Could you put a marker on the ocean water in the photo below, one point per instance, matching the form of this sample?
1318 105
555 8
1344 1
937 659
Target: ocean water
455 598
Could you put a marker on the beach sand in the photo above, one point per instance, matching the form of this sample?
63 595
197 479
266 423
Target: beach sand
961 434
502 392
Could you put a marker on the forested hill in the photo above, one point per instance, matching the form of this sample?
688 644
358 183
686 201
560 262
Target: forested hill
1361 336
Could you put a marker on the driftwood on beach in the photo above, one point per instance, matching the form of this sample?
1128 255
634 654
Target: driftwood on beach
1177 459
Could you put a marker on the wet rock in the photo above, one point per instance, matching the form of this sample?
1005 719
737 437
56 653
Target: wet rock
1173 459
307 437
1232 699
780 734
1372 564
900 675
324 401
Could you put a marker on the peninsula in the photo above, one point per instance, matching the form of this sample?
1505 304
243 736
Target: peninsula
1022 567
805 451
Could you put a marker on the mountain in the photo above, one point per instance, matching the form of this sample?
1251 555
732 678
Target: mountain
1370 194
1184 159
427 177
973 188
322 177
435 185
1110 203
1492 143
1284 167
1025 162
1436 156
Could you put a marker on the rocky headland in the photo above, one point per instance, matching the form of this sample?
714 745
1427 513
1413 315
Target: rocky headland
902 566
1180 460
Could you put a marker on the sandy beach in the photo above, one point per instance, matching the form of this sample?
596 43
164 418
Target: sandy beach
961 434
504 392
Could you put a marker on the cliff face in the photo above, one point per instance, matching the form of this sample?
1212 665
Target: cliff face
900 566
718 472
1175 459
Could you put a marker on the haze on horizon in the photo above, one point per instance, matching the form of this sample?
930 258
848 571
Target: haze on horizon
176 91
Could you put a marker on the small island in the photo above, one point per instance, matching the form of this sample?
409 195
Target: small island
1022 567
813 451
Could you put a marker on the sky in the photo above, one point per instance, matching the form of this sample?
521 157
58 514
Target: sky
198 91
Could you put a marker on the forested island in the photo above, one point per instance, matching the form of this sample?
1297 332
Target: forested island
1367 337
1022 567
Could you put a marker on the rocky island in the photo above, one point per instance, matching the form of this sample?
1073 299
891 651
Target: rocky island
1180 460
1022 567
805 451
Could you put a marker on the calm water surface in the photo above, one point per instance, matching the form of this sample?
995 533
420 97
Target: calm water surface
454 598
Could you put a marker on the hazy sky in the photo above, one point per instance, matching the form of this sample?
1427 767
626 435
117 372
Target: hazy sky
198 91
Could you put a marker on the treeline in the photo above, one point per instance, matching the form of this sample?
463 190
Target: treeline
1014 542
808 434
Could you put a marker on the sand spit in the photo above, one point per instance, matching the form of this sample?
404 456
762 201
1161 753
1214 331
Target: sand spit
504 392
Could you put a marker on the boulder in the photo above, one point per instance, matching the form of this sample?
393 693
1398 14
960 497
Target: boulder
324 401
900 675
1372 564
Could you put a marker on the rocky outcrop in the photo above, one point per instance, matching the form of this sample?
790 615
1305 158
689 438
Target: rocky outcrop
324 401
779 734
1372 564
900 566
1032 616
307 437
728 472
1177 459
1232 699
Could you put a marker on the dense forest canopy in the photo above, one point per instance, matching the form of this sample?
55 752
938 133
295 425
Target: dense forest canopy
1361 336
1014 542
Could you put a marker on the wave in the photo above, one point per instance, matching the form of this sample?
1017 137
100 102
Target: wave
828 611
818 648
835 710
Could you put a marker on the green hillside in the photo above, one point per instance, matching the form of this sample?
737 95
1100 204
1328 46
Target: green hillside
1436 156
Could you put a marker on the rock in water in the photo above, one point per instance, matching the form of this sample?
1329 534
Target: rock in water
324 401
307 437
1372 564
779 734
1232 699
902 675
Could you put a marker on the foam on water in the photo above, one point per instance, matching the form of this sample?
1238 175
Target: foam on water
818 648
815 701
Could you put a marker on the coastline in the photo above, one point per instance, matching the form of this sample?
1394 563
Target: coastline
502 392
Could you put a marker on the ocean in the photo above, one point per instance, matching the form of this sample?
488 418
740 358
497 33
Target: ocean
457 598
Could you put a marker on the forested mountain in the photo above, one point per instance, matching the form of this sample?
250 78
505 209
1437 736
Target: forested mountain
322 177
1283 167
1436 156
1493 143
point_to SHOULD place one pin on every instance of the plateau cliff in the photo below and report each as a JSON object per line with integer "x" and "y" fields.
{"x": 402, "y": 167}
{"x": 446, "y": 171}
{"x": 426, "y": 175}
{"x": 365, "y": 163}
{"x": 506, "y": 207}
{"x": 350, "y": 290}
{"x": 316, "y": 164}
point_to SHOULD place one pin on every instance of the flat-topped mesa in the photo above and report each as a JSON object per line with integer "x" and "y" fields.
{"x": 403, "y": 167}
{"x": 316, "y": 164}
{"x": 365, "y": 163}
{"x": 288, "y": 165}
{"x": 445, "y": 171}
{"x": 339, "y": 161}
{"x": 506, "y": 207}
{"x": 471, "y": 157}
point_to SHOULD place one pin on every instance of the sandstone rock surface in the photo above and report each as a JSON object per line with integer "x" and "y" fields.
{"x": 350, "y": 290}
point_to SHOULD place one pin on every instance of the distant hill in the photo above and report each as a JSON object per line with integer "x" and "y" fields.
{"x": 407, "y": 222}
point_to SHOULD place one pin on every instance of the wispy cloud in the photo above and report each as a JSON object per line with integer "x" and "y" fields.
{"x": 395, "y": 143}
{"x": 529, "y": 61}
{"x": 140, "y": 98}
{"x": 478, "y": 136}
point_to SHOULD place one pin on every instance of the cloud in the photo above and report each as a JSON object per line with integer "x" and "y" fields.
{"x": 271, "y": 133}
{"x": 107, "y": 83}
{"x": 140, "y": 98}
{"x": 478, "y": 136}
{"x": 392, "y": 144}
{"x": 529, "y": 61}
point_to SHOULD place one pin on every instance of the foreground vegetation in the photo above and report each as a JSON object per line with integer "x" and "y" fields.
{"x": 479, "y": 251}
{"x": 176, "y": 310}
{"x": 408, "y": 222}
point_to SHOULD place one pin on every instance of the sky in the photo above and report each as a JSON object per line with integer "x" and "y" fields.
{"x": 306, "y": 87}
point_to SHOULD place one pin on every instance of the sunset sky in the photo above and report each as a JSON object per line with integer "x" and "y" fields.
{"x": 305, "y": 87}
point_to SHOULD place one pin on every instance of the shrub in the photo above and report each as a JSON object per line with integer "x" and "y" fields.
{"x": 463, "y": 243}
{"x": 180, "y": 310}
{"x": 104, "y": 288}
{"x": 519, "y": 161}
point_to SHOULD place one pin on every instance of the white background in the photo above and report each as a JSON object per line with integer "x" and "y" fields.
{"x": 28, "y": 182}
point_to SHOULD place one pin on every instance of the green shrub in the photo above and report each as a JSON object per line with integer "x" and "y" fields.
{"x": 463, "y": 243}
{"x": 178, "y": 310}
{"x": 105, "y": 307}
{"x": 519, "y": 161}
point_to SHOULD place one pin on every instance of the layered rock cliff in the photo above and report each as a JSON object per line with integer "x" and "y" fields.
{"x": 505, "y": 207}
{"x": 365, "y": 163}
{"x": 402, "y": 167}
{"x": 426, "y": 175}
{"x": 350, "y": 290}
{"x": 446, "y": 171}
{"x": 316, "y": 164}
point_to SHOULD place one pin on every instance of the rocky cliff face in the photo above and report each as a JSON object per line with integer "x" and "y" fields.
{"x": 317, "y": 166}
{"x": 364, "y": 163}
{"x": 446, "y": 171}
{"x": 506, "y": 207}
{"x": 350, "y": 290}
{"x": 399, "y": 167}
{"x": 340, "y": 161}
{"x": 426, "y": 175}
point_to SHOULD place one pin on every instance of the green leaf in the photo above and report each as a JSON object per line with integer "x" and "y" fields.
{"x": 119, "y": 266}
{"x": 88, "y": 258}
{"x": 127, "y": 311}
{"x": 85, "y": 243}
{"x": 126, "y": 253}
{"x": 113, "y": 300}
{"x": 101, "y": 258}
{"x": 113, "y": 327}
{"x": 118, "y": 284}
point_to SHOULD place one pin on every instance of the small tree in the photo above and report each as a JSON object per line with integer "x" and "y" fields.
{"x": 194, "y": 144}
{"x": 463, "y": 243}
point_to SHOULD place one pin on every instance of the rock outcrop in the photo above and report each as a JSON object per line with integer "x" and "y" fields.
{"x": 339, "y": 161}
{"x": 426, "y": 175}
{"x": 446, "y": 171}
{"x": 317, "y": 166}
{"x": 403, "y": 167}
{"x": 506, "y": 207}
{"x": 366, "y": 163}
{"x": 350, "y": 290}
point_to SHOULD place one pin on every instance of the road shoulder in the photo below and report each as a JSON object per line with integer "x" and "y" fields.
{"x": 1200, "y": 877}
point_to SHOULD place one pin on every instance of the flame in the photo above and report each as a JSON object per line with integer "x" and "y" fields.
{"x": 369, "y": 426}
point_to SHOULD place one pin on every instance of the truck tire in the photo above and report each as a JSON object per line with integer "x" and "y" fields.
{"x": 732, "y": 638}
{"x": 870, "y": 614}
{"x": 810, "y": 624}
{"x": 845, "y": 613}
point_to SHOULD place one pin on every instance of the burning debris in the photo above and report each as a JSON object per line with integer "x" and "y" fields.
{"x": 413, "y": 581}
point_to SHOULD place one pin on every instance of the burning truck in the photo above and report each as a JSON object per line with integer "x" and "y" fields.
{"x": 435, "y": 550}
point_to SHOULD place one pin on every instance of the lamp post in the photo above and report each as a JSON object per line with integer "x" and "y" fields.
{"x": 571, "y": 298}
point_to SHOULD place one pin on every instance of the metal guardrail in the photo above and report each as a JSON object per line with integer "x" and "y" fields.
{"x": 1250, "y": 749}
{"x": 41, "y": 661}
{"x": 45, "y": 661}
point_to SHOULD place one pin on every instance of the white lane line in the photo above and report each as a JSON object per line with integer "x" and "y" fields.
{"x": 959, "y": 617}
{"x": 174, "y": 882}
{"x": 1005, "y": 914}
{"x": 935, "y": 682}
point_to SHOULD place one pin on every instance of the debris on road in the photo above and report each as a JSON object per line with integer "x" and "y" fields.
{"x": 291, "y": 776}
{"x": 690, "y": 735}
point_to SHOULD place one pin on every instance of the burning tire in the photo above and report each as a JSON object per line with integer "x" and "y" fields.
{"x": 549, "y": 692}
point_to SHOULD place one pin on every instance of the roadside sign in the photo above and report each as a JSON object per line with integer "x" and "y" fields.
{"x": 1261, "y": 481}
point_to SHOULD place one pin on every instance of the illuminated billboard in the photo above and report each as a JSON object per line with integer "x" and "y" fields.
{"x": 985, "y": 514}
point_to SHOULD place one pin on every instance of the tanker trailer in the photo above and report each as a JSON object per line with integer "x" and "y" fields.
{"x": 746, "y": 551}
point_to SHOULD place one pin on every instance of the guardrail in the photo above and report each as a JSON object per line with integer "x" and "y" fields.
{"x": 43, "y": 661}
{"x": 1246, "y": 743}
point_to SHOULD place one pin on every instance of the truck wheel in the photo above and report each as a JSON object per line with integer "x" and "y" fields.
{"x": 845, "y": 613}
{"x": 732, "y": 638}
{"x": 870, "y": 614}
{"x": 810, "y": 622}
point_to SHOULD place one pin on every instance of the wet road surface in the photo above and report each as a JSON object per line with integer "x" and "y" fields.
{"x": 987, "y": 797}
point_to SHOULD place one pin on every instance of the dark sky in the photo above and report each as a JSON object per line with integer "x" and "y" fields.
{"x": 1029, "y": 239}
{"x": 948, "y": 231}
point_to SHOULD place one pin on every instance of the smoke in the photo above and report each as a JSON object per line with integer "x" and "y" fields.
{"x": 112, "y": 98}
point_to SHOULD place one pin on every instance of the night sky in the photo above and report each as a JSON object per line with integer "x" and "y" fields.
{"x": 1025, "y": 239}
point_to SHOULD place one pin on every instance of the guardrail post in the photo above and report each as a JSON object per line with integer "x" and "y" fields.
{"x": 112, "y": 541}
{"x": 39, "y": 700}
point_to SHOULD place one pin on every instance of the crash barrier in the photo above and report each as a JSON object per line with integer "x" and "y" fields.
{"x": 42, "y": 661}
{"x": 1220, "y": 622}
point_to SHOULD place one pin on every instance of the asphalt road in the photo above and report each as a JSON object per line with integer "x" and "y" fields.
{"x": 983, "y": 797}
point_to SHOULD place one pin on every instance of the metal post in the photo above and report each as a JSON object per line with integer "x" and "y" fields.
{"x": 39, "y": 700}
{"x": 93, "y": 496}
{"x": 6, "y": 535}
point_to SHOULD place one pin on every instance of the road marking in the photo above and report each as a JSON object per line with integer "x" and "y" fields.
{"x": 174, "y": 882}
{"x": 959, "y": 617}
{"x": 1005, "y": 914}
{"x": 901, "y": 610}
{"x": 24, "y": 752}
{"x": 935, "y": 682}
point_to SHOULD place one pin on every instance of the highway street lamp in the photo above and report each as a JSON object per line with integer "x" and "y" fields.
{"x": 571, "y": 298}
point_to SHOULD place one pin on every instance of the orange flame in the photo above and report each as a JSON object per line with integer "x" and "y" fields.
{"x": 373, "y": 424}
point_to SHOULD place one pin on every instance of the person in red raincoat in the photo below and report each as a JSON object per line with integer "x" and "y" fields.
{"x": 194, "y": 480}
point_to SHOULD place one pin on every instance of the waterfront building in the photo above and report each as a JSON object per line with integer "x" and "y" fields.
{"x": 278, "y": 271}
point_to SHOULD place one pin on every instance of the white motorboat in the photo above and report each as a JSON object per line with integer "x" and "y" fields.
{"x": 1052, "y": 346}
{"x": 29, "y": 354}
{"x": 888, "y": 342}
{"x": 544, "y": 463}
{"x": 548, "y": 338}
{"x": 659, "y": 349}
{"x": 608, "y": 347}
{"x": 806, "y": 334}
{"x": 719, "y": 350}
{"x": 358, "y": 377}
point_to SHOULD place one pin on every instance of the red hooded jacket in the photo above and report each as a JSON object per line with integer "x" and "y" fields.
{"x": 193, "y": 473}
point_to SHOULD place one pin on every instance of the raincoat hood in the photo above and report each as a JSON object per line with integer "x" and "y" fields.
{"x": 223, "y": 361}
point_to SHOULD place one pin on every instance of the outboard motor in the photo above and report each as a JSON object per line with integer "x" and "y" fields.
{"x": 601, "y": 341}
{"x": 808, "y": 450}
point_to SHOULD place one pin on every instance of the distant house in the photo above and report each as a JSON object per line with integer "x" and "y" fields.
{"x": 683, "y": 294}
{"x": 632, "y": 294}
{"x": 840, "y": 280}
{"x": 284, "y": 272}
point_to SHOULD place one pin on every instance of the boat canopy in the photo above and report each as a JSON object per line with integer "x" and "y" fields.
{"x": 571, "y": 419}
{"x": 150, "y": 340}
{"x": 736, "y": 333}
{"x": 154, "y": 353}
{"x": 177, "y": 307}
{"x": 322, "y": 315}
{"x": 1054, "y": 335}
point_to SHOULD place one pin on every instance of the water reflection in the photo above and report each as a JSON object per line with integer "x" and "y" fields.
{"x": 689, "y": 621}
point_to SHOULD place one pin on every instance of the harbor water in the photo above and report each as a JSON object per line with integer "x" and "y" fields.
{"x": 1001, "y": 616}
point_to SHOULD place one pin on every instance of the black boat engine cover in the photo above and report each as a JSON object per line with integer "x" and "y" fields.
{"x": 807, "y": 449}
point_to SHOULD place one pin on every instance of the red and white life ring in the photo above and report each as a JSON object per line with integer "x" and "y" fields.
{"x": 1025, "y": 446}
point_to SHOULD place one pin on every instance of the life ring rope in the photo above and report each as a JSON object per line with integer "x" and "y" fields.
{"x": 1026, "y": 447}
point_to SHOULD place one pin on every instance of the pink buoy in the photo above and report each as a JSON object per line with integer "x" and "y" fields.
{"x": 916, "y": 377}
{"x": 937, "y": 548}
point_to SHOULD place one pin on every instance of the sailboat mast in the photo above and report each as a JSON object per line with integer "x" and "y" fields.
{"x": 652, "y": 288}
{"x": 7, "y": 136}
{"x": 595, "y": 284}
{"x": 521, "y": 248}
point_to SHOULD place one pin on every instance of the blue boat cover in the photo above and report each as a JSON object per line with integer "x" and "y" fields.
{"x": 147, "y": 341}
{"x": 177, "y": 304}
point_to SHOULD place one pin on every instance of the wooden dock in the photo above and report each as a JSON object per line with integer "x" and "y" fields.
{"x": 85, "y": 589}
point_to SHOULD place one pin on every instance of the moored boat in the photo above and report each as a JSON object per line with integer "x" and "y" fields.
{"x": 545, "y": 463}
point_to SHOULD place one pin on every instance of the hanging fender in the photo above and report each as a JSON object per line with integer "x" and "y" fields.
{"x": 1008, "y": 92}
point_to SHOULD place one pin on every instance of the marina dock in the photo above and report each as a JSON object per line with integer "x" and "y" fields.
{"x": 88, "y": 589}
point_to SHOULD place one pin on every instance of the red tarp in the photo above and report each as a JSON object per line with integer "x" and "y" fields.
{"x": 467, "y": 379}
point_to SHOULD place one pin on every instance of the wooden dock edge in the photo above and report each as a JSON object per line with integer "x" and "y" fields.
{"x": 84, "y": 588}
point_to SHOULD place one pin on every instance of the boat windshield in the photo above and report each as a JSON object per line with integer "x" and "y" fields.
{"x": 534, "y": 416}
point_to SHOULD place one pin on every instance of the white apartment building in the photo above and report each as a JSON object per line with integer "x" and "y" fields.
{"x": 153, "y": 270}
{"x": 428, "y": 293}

☆ ☆ ☆

* SHORT EXERCISE *
Only the lines from the one that contains "wooden dock edge" through the last line should be repeated, each exactly as it stands, with both ends included.

* RESPONSE TO THIS EXERCISE *
point_to SHOULD place one pin on every instance of the wooden dock edge in the photo above and report each as a JSON object per line with integer "x" and "y" fields.
{"x": 84, "y": 588}
point_to SHOULD place one pin on every instance of the boat windshield in the photo above and report each as a JSON object per line with integer "x" and "y" fields.
{"x": 534, "y": 416}
point_to SHOULD place one pin on every instance of the white apartment building in the photo above and report each as a JSON object per line with integer "x" and "y" fields.
{"x": 153, "y": 270}
{"x": 428, "y": 293}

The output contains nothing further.